Print the lines below word for word, omitting the pictures.

[Collected data]
+===+

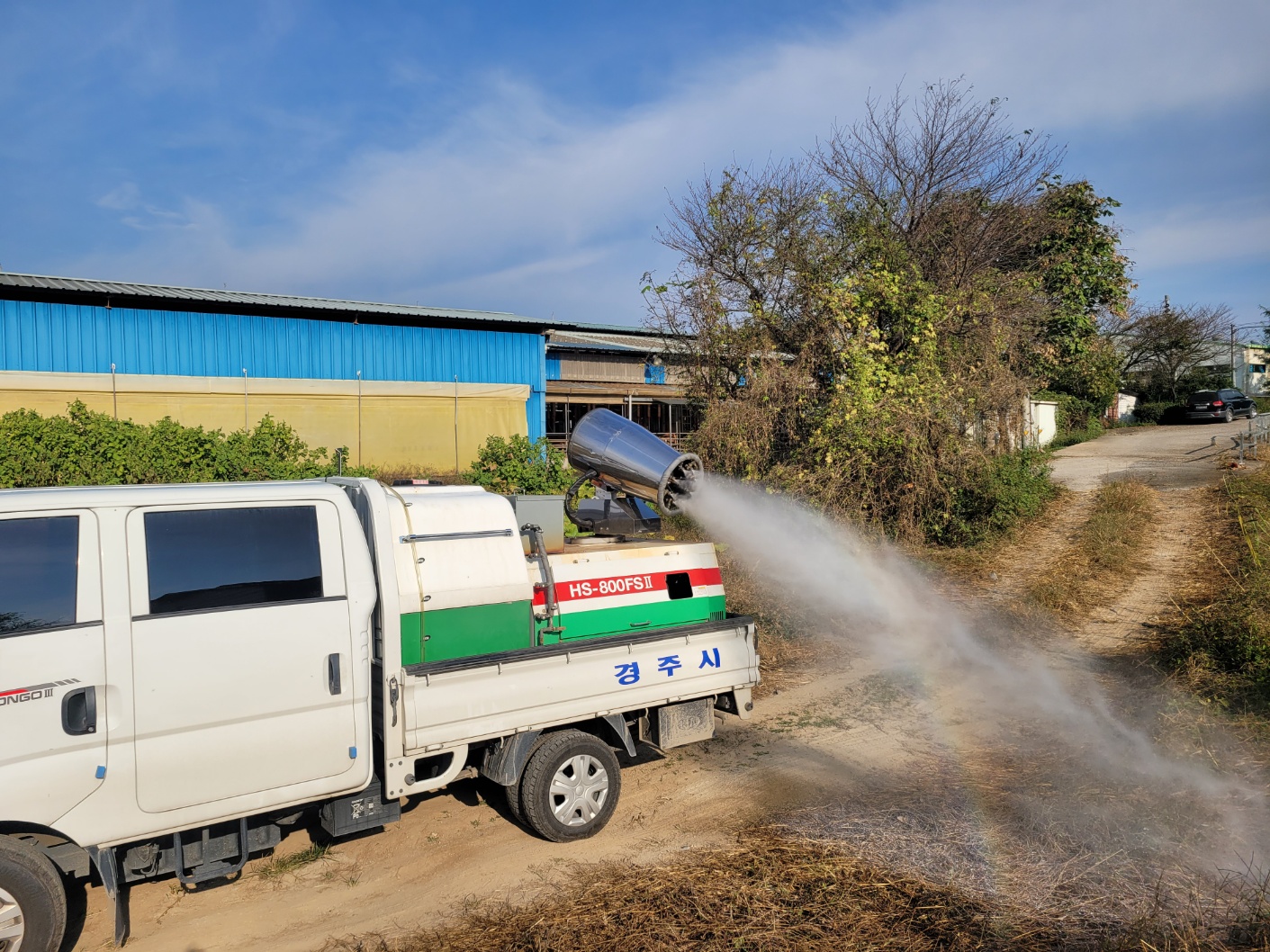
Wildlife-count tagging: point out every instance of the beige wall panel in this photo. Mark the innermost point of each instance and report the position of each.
(51, 401)
(603, 368)
(404, 424)
(209, 410)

+===+

§ TASK ANSWER:
Wildlife-count tagging: point out every instance of the beige wall panel in this photo. Mark the innermost point of each instance and report the position of each.
(51, 401)
(603, 368)
(404, 424)
(209, 410)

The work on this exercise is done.